» **Text segment**:
Fat Mac's Smokehouse is a barbeque restaurant located in Beaumont, Texas. On or about November 20, 2006, one of the Plaintiffs, Blue Water Endeavors, LLC (hereafter "Blue Water") purchased the restaurant and the real property on which it was located. The individual plaintiffs in this proceeding, Robert and Dawn Nordberg, serve as the principals and sole owners of Blue Water. Following the closing of the sale in 2006, Blue Water began operating the restaurant under the assumed name Fat Mac's Smokehouse, which it had acquired as a part of the sale.
Subsequent to the sale, Fat Mac's did not financially perform to the level projected and it began experiencing financial difficulties due to significant shortfalls in revenue. As a result, Blue Water began contemplating the sale of the real property upon which the restaurant was located in order to move the business to a more fertile location. However, appraisal and market analysis on the real property demonstrated that the value of that property was less than one-half of that paid for it in the original sale. This loss of value made any sale of the property unfeasible and the ongoing difficulties eventually forced the Nordbergs to pay the outstanding bills for the company as they came due.
Eventually, Blue Water's financial troubles exhausted the Nordbergs' ability to keep the company afloat and the company faced foreclosure by a secondary lienholder on the real property. To avoid this fate, Blue Water filed in this Court a voluntary petition for relief under Chapter 11 of the Bankruptcy Code on August 27, 2008. In fulfillment of its statutory duties as a debtor, Blue Water filed the required schedules and statements on September 9, 2008. Such schedules made no reference to any pending litigation nor did they reveal any potential litigation claims held by the Debtor at the time of the filing of bankruptcy. While under the protection of the Court, Blue Water was designated as a small business debtor and served as a debtor-in-possession pursuant to § 1107 of the Bankruptcy Code.

» **Set tasks**:
A: According to the bankruptcy summary, on what date did Blue Water file its voluntary Chapter 11 petition?
B: Retype the records starting with the line containing "spot the man's eye." and going on through the end of the records.

» **Data**:
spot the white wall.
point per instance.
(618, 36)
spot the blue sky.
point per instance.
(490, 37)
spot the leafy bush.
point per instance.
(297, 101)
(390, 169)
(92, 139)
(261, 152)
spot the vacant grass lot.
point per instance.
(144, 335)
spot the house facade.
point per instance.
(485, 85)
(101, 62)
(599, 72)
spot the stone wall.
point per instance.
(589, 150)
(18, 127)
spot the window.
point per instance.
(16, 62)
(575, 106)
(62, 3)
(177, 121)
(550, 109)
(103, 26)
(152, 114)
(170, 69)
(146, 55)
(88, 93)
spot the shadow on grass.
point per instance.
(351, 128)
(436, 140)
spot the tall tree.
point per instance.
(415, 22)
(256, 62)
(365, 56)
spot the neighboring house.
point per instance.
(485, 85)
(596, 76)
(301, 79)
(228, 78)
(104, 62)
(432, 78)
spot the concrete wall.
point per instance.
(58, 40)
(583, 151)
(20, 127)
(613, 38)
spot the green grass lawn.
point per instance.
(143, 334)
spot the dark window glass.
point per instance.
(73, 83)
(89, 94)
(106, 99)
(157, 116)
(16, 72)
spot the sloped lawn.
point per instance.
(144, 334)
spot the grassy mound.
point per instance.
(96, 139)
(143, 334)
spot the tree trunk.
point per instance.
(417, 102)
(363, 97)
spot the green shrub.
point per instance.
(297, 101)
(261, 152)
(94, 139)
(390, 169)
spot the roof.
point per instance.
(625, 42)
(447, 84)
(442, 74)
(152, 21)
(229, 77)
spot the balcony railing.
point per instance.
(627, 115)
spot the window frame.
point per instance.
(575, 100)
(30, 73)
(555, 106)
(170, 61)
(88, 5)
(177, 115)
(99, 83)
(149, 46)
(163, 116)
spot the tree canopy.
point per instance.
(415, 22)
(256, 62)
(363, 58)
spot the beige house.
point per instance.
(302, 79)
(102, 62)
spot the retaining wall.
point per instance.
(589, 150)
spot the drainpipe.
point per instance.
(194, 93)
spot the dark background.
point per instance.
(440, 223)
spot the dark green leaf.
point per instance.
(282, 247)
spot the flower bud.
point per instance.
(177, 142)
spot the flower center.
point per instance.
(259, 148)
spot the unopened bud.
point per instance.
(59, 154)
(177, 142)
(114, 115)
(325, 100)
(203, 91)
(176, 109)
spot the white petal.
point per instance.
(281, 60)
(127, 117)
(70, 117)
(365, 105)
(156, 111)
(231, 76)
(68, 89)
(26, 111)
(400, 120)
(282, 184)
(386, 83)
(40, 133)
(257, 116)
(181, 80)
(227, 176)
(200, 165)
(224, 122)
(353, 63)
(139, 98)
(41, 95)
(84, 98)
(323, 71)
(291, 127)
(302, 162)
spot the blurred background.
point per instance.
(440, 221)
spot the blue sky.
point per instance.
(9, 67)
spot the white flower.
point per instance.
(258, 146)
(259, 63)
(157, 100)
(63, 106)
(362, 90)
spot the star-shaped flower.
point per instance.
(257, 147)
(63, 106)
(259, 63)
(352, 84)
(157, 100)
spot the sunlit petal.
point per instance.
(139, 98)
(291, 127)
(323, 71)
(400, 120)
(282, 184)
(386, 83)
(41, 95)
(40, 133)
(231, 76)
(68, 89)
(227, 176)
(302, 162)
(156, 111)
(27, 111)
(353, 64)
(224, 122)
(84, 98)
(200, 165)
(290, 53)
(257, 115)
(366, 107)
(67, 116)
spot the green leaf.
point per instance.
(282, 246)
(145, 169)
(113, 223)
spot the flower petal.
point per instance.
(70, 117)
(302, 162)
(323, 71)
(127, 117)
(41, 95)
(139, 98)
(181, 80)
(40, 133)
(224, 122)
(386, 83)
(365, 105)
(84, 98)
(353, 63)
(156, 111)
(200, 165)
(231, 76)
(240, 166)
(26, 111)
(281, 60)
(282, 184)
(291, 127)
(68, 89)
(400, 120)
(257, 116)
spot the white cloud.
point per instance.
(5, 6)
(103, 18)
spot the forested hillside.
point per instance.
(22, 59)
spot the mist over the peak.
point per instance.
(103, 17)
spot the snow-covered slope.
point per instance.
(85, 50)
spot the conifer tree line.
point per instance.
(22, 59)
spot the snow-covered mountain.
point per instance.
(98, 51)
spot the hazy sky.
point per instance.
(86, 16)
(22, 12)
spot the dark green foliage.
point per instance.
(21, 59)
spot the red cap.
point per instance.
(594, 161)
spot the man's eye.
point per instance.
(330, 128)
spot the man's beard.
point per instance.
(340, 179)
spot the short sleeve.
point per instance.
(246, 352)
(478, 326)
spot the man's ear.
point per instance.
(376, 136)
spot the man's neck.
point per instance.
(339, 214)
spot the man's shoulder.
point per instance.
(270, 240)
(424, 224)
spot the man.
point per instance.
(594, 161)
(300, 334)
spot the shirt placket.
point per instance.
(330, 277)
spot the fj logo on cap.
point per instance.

» **Solutions to the exercise**:
A: August 27, 2008.

B:
spot the man's eye.
point per instance.
(330, 128)
spot the man's beard.
point per instance.
(340, 179)
spot the short sleeve.
point per instance.
(246, 352)
(478, 326)
spot the man's ear.
point per instance.
(376, 136)
spot the man's neck.
point per instance.
(339, 214)
spot the man's shoulder.
point per instance.
(270, 240)
(424, 224)
spot the man.
point per instance.
(594, 161)
(300, 334)
spot the shirt placket.
point per instance.
(330, 277)
spot the fj logo on cap.
point per instance.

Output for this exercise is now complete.